TO BE DONE = Select and copy every line of the data that contains the word "ceiling", treating case as significant.

PROVIDED ENTRIES =
***

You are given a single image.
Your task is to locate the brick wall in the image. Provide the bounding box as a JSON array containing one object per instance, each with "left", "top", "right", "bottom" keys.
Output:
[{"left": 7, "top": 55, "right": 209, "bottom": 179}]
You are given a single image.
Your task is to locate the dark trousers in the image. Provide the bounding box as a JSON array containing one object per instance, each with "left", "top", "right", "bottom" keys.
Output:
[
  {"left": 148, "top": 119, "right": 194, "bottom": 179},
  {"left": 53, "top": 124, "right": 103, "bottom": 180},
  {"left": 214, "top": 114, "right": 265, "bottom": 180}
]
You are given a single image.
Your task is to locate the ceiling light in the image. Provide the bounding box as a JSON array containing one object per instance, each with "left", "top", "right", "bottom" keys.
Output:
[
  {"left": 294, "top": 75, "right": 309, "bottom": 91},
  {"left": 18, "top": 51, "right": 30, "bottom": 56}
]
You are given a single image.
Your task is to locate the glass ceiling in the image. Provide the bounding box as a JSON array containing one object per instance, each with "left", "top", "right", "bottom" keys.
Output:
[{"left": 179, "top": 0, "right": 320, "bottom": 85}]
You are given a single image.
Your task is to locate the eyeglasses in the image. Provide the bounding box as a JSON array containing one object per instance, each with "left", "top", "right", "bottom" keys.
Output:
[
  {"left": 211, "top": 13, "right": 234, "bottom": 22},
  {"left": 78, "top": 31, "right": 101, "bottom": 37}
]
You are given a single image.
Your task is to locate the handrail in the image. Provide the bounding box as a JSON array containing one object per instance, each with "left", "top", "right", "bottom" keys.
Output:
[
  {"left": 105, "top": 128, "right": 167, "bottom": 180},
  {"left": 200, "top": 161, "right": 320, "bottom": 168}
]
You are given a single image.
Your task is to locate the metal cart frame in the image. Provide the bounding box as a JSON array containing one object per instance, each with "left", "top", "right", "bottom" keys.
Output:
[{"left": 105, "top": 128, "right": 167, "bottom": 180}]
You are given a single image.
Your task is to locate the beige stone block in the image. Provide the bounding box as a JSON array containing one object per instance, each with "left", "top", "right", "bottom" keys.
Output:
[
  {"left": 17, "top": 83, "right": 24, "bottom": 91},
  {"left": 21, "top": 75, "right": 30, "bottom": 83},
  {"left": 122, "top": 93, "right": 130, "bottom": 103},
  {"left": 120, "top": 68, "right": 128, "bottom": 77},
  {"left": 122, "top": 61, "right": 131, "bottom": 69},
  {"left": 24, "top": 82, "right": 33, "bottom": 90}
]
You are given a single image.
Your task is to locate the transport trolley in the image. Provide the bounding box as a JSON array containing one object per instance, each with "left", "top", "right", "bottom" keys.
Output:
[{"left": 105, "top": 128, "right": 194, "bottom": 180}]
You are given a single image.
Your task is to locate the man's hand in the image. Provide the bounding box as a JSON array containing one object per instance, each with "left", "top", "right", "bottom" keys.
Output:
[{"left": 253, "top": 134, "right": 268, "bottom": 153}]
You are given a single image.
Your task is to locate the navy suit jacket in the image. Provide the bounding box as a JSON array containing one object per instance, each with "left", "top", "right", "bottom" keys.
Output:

***

EXPECTED OUTPUT =
Your task is to locate the ceiling light in the image. Provide the bounding box as a JSON array containing one object per instance, each with "left", "top", "right", "bottom" keys.
Your task is to locate the glass ceiling in the image. Provide the bounding box as a JSON array containing one object per instance, each with "left", "top", "right", "bottom" keys.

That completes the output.